== OBJECTIVE ==
List every line below that contains the string "wooden", treating uppercase and lowercase as different.

— start of MATERIAL SUPPLIED —

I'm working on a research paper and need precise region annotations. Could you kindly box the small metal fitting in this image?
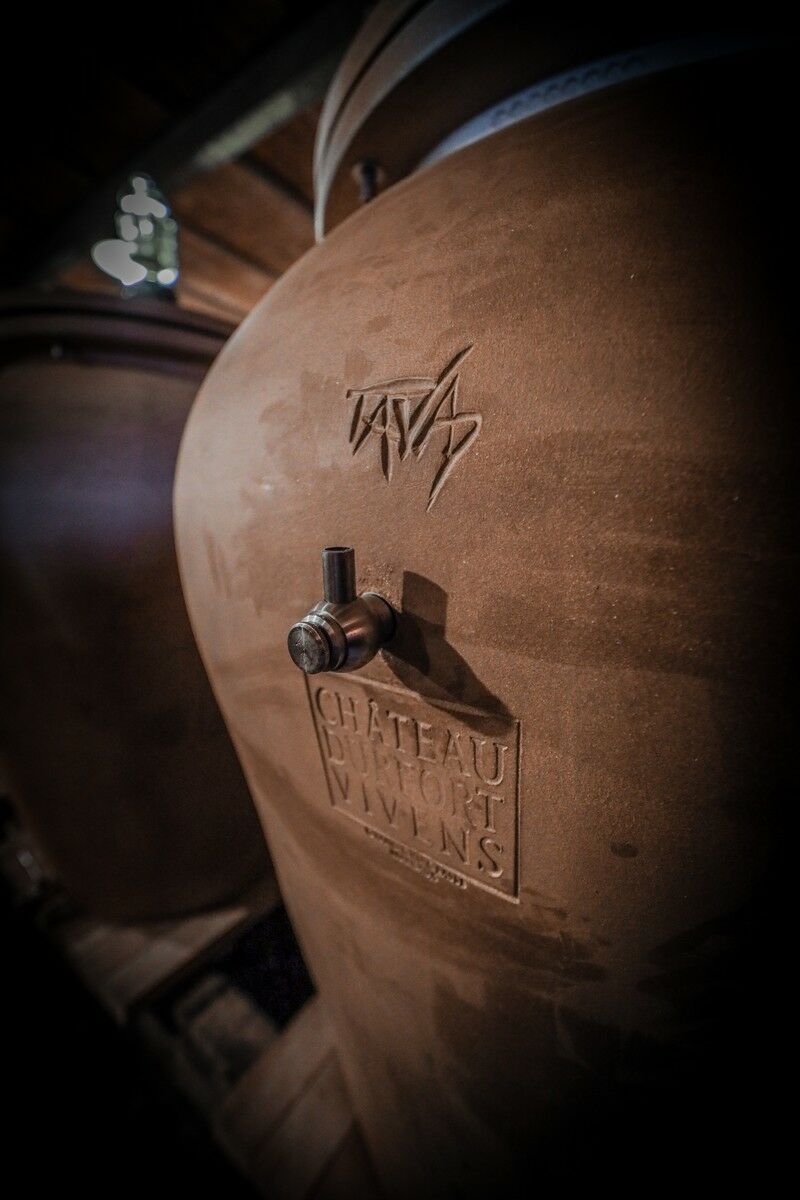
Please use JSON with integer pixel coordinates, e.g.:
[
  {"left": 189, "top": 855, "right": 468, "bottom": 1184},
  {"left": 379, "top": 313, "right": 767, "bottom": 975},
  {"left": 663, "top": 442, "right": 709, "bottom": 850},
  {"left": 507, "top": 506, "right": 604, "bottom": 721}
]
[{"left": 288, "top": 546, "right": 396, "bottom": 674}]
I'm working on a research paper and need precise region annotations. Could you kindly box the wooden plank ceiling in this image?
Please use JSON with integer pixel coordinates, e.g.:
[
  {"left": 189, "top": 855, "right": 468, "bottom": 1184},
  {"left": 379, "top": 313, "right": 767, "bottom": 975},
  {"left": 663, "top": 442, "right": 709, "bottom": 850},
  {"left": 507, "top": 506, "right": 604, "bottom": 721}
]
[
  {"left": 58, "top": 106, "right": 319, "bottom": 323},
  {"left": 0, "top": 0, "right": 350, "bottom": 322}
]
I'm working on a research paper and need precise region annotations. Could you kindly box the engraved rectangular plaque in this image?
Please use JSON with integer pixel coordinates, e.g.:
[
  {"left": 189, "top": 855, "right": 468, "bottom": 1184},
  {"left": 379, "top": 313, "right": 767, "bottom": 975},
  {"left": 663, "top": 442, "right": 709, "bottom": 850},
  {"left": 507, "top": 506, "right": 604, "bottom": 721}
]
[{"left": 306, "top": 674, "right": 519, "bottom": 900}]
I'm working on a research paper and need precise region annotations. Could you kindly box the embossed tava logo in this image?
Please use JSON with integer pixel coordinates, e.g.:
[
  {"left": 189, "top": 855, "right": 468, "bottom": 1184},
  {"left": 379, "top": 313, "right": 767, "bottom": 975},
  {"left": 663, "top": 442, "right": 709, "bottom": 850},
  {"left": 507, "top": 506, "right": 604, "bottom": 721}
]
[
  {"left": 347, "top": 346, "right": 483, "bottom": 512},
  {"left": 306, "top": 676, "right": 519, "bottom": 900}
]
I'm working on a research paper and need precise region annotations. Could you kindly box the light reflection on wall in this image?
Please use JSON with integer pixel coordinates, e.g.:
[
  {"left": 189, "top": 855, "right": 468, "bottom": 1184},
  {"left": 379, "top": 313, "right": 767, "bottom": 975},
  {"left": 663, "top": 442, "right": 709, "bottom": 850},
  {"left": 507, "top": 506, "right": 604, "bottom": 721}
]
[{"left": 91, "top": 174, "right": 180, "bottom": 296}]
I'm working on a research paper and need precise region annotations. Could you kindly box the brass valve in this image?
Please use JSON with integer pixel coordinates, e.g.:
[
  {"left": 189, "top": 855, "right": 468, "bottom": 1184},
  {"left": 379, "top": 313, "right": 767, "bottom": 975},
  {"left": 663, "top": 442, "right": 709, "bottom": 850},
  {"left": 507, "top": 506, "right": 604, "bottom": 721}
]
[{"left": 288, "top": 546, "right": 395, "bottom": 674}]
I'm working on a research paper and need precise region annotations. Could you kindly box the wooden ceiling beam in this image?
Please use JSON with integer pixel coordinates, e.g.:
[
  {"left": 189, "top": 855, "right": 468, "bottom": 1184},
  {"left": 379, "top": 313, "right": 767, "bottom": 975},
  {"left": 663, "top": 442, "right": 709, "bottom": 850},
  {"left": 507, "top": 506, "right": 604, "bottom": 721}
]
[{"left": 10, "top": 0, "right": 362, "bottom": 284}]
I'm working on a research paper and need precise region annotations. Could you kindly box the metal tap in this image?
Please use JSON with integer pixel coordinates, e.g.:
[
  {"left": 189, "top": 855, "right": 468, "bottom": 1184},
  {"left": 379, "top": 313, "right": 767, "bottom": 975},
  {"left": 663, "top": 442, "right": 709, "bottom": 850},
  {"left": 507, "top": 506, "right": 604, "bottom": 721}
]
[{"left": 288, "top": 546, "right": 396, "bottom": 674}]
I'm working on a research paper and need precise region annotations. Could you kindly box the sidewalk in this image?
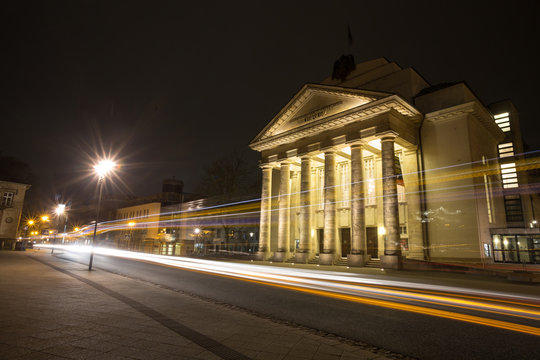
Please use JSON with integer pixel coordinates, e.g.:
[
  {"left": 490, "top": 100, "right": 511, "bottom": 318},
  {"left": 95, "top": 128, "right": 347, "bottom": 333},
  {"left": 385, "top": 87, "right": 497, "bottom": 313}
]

— end of MATERIAL SUPPLIED —

== EXERCISE RESPONSE ==
I'm working on a research paper and need precise region annotations. Could you kindly box the wooden plank ceiling in this image?
I'm working on a research paper and need precise region annotations. Could you kindly box the wooden ceiling beam in this image?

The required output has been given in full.